Selected excerpt:
Airdates: November 7–9, 2012
- Bontoc, Mountain Province (Kadchog Hanging Bridge)
- Bontoc (Kadchog Rice Terraces)
- Bontoc (Kimakim's Chicken Farm and Bontoc Public Market or Rice Field)
- Bontoc (Provincial Plaza)
- Bontoc (Maligcong Rice Terraces)

This leg's Detour was a choice between Magkarga (Carry) or Magsaka (Plow). In Magkarga, teams had to gather 20 chickens at Kimakim's Chicken Farm and deliver them to the Bontoc Public Market to receive their next clue. In Magsaka, teams had to plow a rice field with the aid of a carabao to find an Amazing Race flag within the mud to receive their next clue.

In this leg's Roadblock, one team member had to perform a traditional banga dance, which involved balancing a jar atop their head for 90 seconds to receive their next clue. If the jar fell, the team member would have to wait for their turn again.

Exercise 1:
Answer these about the Bontoc leg excerpt, one line each:
(a) How many chickens did teams have to gather in Magkarga?
(b) For how long did the Roadblock jar have to be balanced?
(c) What were the airdates?
Exercise 2:
Please set down the part of the Bontoc leg excerpt starting at "Airdates: November 7–9, 2012" and ending at "their turn again.", with no changes.

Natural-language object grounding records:

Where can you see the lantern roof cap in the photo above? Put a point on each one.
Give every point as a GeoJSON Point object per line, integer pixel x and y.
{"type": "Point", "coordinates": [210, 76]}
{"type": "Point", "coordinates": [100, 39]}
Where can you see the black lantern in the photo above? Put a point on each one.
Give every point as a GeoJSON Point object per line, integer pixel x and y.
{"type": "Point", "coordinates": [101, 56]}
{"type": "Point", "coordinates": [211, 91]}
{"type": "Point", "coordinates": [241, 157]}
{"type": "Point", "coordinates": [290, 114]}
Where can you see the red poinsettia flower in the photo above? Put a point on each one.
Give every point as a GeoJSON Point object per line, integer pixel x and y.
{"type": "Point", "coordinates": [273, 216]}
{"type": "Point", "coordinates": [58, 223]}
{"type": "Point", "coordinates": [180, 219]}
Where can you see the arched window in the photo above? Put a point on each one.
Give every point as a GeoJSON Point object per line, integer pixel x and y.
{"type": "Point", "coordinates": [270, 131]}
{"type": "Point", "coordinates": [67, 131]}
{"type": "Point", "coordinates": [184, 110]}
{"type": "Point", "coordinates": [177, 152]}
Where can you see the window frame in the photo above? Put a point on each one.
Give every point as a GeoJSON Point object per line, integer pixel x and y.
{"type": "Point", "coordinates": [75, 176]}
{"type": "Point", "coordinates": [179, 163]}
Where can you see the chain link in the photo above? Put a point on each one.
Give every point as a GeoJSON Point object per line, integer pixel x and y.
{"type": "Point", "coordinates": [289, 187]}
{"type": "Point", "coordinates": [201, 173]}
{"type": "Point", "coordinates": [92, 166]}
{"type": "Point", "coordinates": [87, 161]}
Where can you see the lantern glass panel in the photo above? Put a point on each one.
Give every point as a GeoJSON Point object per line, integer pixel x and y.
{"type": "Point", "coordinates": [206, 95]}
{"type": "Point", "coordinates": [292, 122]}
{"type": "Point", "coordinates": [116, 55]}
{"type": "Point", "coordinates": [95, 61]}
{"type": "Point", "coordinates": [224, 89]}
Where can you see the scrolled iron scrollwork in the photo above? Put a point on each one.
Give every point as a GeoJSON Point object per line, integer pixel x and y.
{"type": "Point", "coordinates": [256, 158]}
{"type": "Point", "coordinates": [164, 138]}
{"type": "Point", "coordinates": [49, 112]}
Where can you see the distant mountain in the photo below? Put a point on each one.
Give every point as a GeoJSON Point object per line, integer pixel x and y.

Answer area 1:
(a) 20
(b) 90 seconds
(c) November 7–9, 2012

Answer area 2:
Airdates: November 7–9, 2012
- Bontoc, Mountain Province (Kadchog Hanging Bridge)
- Bontoc (Kadchog Rice Terraces)
- Bontoc (Kimakim's Chicken Farm and Bontoc Public Market or Rice Field)
- Bontoc (Provincial Plaza)
- Bontoc (Maligcong Rice Terraces)

This leg's Detour was a choice between Magkarga (Carry) or Magsaka (Plow). In Magkarga, teams had to gather 20 chickens at Kimakim's Chicken Farm and deliver them to the Bontoc Public Market to receive their next clue. In Magsaka, teams had to plow a rice field with the aid of a carabao to find an Amazing Race flag within the mud to receive their next clue.

In this leg's Roadblock, one team member had to perform a traditional banga dance, which involved balancing a jar atop their head for 90 seconds to receive their next clue. If the jar fell, the team member would have to wait for their turn again.